── TESTO DI RIFERIMENTO ──

Negli Emirati, in quella prima ondata, è stato organizzato un lockdown?
"In ufficio, mentre i casi aumentavano anche a Dubai, chiedevo che potessimo lavorare in remoto, almeno avremmo avuto il tempo di organizzarci visto il tanto lavoro ancora da fare. Così, dopo pochi giorni ci ritrovammo ognuno nelle proprie case, con i nostri pc, e le strade deserte nella città. Era partito il lockdown anche a Dubai. Una sensazione stranissima, abituato a vedere la marina sempre intasata di gente, auto e turisti. Fortunatamente ero molto occupato con il lavoro e il supermercato sotto casa facilitava la cosa, così come il caldo ormai alle porte. Il lockdown non è durato molto, poco più di un mese, con successive graduali riaperture. Proprio in quei giorni sono dovuto passare dell'ufficio dove si lavorava con capienza ridotta, per poi uscire per un sopralluogo".
Hai contratto il covid?
"Sì. Tutto è partito con una telefonata del direttore, che mi disse che un collega era risultato positivo e avrebbe così richiesto il tampone per tutti i presenti. Avevo già fatto alcuni tamponi nelle settimane precedenti per scrupolo, tutti negativi. Il tampone fatto in ufficio qualche giorno dopo invece dette il risultato non sperato. Mi sembra fosse metà maggio o la fine del mese quando mi fu detto che avrei dovuto fare quarantena a casa, fortunatamente non in un COVID hotel, e che dopo due settimane avrei potuto rifare i tamponi di verifica. Non ho avuto nessun sintomo e ho ricevuto buona assistenza, sia a Dubai che, anzi soprattutto, dall'Italia per via telefonica. In tutto questo si aggiungeva l'assenza quasi totale di voli per le principali destinazioni europee, Italia in primis, se non qualcosa organizzato dall'ambasciata che ovviamente non potevo sfruttare. In quei giorni il rientro sembrava impossibile, mentre il lavoro a Dubai era ancora tanto e l'ufficio in Italia premeva per il mio rientro".

───

■ **ISTRUZIONI**
**A.** Trascriva alla lettera il passo dell'intervista da "Negli Emirati, in" fino a "contratto il covid?" compreso.
**B.** Riassuma l'intervista in due frasi.
**C.** Continui l'intervista a partire dall'ultima risposta riportata.
I dati provengono da una fonte diversa.

── DATI PRESENTATI ──

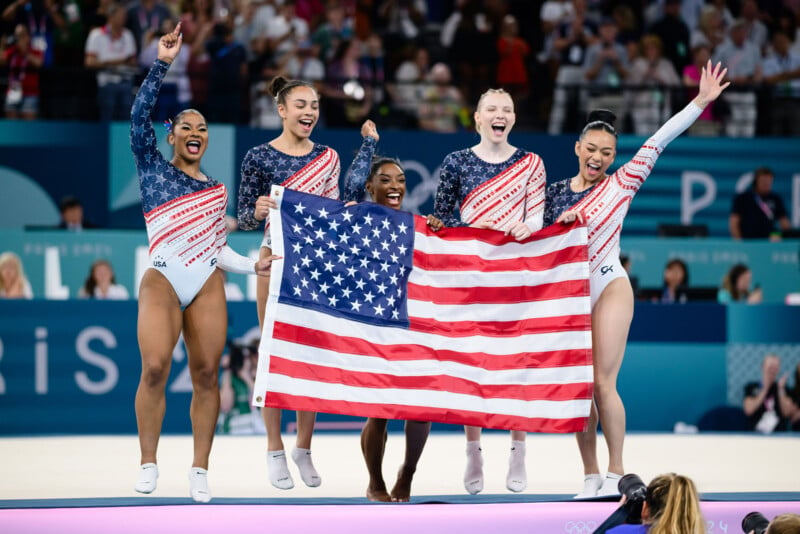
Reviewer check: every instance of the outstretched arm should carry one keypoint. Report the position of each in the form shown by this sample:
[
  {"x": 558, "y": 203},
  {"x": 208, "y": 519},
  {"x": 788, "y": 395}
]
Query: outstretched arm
[
  {"x": 711, "y": 86},
  {"x": 170, "y": 45}
]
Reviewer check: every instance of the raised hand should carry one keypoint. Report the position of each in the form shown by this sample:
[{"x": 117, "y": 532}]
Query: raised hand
[
  {"x": 368, "y": 129},
  {"x": 170, "y": 44},
  {"x": 711, "y": 84}
]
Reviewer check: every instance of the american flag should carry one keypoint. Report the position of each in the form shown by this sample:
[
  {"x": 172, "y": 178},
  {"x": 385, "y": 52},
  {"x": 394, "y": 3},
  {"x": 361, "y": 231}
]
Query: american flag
[{"x": 372, "y": 314}]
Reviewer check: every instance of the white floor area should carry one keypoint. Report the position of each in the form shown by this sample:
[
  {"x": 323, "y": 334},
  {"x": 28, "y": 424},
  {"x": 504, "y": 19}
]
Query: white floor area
[{"x": 106, "y": 466}]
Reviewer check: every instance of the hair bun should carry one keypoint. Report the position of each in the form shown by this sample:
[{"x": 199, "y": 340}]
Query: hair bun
[
  {"x": 602, "y": 115},
  {"x": 278, "y": 83}
]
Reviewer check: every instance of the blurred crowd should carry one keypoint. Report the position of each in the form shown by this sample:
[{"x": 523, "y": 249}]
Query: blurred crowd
[{"x": 409, "y": 63}]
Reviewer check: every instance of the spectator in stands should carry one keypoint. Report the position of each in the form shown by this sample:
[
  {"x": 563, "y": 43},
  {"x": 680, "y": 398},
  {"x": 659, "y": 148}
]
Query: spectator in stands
[
  {"x": 571, "y": 39},
  {"x": 197, "y": 24},
  {"x": 512, "y": 70},
  {"x": 794, "y": 395},
  {"x": 744, "y": 72},
  {"x": 111, "y": 51},
  {"x": 176, "y": 91},
  {"x": 674, "y": 34},
  {"x": 146, "y": 16},
  {"x": 13, "y": 282},
  {"x": 404, "y": 20},
  {"x": 304, "y": 64},
  {"x": 707, "y": 124},
  {"x": 441, "y": 104},
  {"x": 676, "y": 280},
  {"x": 758, "y": 212},
  {"x": 654, "y": 80},
  {"x": 72, "y": 217},
  {"x": 263, "y": 108},
  {"x": 101, "y": 284},
  {"x": 755, "y": 30},
  {"x": 410, "y": 82},
  {"x": 23, "y": 62},
  {"x": 767, "y": 403},
  {"x": 472, "y": 52},
  {"x": 736, "y": 287},
  {"x": 782, "y": 74},
  {"x": 227, "y": 74},
  {"x": 41, "y": 17},
  {"x": 606, "y": 69},
  {"x": 348, "y": 88},
  {"x": 672, "y": 505},
  {"x": 236, "y": 414}
]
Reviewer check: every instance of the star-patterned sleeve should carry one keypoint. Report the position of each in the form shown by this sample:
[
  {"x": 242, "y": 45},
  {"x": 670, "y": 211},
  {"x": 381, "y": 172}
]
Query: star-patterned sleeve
[
  {"x": 144, "y": 144},
  {"x": 356, "y": 179},
  {"x": 534, "y": 196},
  {"x": 255, "y": 183},
  {"x": 444, "y": 207}
]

───

■ **RISPOSTE**
**A.**
Negli Emirati, in quella prima ondata, è stato organizzato un lockdown?
"In ufficio, mentre i casi aumentavano anche a Dubai, chiedevo che potessimo lavorare in remoto, almeno avremmo avuto il tempo di organizzarci visto il tanto lavoro ancora da fare. Così, dopo pochi giorni ci ritrovammo ognuno nelle proprie case, con i nostri pc, e le strade deserte nella città. Era partito il lockdown anche a Dubai. Una sensazione stranissima, abituato a vedere la marina sempre intasata di gente, auto e turisti. Fortunatamente ero molto occupato con il lavoro e il supermercato sotto casa facilitava la cosa, così come il caldo ormai alle porte. Il lockdown non è durato molto, poco più di un mese, con successive graduali riaperture. Proprio in quei giorni sono dovuto passare dell'ufficio dove si lavorava con capienza ridotta, per poi uscire per un sopralluogo".
Hai contratto il covid?

**B.** Durante la prima ondata anche a Dubai fu avviato un lockdown, durato poco più di un mese e seguito da graduali riaperture, nel corso del quale l'intervistato lavorò da casa. Dopo la positività di un collega, il tampone fatto in ufficio risultò positivo anche per lui, che dovette fare la quarantena a casa senza sintomi, mentre il rientro in Italia sembrava impossibile per la quasi totale assenza di voli.

**C.**
Come è andata a finire?
"Alla fine tutto è andato per il meglio, i tamponi sono risultati negativi, ho finito i miei lavori e a luglio sono potuto rientrare in italia, con unico volo disponibile su Milano. Un volo interminabile, strapieno di passeggeri, un'attesa infinita a Milano per uscire dall'aeroporto e per prendere l'auto a noleggio. Era l'unico mezzo che potevo utilizzare per raggiungere il mio domicilio dichiarato nell'autocertificazione. Arrivai in Valdarno intorno alle 21, salutai mia mamma affacciata alla terrazza e mi chiusi per altre due settimane nella casa che mia sorella e suo marito avevano preparato per me. La mattina dopo non ci volevo credere. Ero a casa, facevo l'erba del giardino e mi godevo la vista bellissima sulle colline al tramonto. Così, per due settimane".
Oggi, dunque, dove vivi, dove lavori?
"A settembre, dopo una bellissima vacanza nel Tirreno toscano, mi sono trasferito in Alto Adige per lavorare nell'ufficio che ha aspettato pazientemente il mio arrivo. Dopo poche settimane divenne zona rossa, fino a dicembre, quando sono potuto tornare a casa per Natale, dopo altre vicende e altri tamponi tutti negativi. A gennaio, vista la situazione, ho trovato un accordo con l'ufficio che mi ha dato la possibilità di lavorare in smart-working da casa, e spostarmi all'occorrenza. Adesso, dopo tutte queste peripezie, e ne ho sorvolate diverse, lavoro per una società Altoatesina, in remoto, dal Valdarno".